* [Исходный отрывок]:
►
Признание — сестра покаянию.
В. И. Даль I. «СУМЕРКИ АВТОКРАТИИ» С ПОЛЬСКИМ АКЦЕНТОМ
Югославский академик Владимир Дедиер в основательном двухтомнике «Сараево. 1914» так трактует пресловутый «русский след» в Сараевском деле:
Вопрос о том, были ли замешаны в заговоре Артамонов и Верховский и были ли они осведомлены о нем, остается открытым, ибо прежде надо прояснить некоторые другие аспекты. Луи де Тридвар-Буржински, бывший член Археологического общества в Петрограде, в своих мемуарах, опубликованных в 1926 году, утверждал, что Сараевское покушение организовал Артамонов (это выдумка: Артамонова тот даже не упоминал. — И. М.). Тридвар-Буржински ссылается на Верховского, утверждая, что Верховский ему лично говорил, что хорошо знал его (Артамонова. — И. М.) и его семью. Автор этой книги не смог установить, дал ли Верховский свой комментарий к утверждению Тридвара-Буржински.
Верховский был известной личностью в Советском Союзе. В начале 1917 года командовал армиями Московского военного округа, а летом того же года стал военным министром в правительстве Керенского, но накануне Октябрьской революции ушел в отставку. Малая советская энциклопедия издания 1930 года в биографии Верховского отмечает, что он был на неприятельской стороне, но позднее работал в научных и воспитательных учреждениях Красной армии[411].
Владимир Дедиер, присочинив насчет Артамонова, ссылается на мемуары барона М. А. Таубе «Навстречу великой катастрофе», вышедшие в Германии на немецком языке двумя изданиями[412]. Многостраничный немецкий вариант этих воспоминаний сильно отличается от русского, более позднего и сильно урезанного. В немецком издании барон ссылку на свидетельство поляка снабжает своими весьма раскованными рассуждениями, указывая, например, что капитан Верховский в 1914 году был послан на Балканы, чтобы установить связь с Аписом. В русском же издании барон об этом не пишет, но все равно не удерживается от субъективных оценок:
И вот возникает вопрос: эту «Черную Руку» не направляла ли из-за кулис «белая» рука из того или другого военно-политического лагеря, на которые распадалась якобы единая и якобы мирная Европа.
В наше время, через сорок лет после этих событий, ответить ясно на этот вопрос трудно, и только, может быть, когда-нибудь выяснится вся правда.
Как это выяснилось через несколько лет, «белая» рука оказалась рукой полковника сербского генерального штаба Димитриевича, организатора заговора против эрцгерцога, не без ведома русской военной агентуры в Белграде.
См. обо всем этом интересную сводку в немецком издании моих мемуаров (стр. 321–322). Для связи главного заговорщика полковника Дмитриевича (расстрелянного в за покушение на убийство короля Александра) с русской военной агентурой в Белграде служил, по-видимому, капитан Верховский. Об этом с его же слов определенно говорит поляк- эмигрант Тривдар-Буржинский в своих политических мемуарах: Louis de Trywdar-Burzynski — «Le crupuscule d'une autocratie» (Florence, 1926. P. 127); «Убийство было совершено благодаря посредничеству русских военных агентов в Белграде. Юный капитан Верховский, помощник военного атташе— впоследствии военный министр в правительстве Керенского, — которого, как и его семью, я знал издавна, мне подтвердил, не слишком стесняясь, истину относительно инициативы, подготовки и исполнения гнусного заговора».
◄
* [Задачи для решения]:
- A) Перечислите все заглавия книг и мемуаров, приведённые в кавычках в отрывке о Сараевском покушении, кроме заголовка раздела.
- B) Верните дословно фрагмент отрывка о Сараевском покушении, начиная со слов «В наше время, через» и заканчивая словами «агентуры в Белграде.».
Приведённый ниже материал существует отдельно и с отрывком о Сараевском покушении не связан.

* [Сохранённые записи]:
►
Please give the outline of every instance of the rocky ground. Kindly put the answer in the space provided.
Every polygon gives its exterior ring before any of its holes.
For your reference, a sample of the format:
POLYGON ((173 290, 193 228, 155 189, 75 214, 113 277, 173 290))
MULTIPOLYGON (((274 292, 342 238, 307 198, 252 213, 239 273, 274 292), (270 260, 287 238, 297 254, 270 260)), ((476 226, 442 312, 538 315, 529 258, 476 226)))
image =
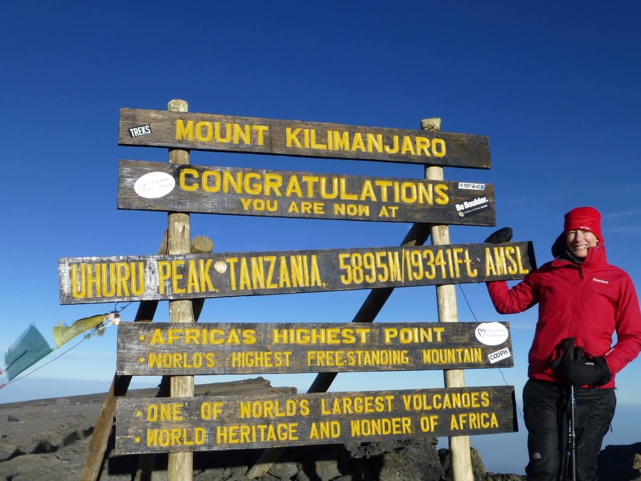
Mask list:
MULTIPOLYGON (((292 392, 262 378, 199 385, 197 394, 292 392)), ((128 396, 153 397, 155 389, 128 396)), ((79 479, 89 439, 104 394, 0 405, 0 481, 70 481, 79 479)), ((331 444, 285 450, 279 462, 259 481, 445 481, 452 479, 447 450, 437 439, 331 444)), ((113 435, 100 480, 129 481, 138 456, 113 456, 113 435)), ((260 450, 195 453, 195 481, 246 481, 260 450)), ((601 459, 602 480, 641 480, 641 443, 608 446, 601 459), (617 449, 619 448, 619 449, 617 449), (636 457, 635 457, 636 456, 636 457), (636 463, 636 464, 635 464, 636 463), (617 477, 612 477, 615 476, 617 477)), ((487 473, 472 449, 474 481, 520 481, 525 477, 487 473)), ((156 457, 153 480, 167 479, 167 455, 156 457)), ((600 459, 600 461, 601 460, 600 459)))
◄
►
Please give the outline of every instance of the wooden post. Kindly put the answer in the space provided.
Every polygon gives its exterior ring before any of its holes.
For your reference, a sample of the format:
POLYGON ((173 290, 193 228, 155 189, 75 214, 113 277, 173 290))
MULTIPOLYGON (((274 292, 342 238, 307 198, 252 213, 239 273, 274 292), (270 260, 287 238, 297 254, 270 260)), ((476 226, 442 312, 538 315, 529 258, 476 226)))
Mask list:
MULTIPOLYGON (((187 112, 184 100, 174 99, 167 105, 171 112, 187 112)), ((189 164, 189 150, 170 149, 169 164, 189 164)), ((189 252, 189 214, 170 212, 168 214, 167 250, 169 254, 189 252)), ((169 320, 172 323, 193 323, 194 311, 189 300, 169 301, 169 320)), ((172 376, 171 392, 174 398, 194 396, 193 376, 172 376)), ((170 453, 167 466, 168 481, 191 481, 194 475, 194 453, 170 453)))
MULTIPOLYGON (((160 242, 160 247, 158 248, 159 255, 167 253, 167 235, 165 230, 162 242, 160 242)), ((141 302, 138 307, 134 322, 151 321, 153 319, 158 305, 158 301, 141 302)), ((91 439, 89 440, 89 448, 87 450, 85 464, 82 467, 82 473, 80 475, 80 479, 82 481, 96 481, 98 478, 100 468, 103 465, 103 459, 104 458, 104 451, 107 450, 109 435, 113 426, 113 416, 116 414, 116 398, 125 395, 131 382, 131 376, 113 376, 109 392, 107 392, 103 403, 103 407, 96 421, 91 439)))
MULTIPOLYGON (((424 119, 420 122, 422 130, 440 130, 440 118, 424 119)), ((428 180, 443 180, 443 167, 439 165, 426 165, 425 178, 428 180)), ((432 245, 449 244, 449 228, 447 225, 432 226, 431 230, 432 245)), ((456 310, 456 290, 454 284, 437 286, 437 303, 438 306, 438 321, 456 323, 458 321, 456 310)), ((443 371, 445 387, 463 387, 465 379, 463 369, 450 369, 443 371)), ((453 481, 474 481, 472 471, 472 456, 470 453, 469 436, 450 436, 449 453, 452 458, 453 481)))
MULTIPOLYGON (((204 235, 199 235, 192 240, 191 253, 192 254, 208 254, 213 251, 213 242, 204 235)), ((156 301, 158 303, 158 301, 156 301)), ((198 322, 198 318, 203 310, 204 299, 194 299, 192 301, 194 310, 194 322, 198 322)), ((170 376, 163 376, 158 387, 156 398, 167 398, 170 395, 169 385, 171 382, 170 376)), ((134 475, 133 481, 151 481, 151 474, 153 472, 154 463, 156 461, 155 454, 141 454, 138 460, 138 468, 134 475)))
◄
* [Ответы]:
- A)
«Сараево. 1914»
«Навстречу великой катастрофе»
«Le crupuscule d'une autocratie»

- B)
В наше время, через сорок лет после этих событий, ответить ясно на этот вопрос трудно, и только, может быть, когда-нибудь выяснится вся правда.
Как это выяснилось через несколько лет, «белая» рука оказалась рукой полковника сербского генерального штаба Димитриевича, организатора заговора против эрцгерцога, не без ведома русской военной агентуры в Белграде.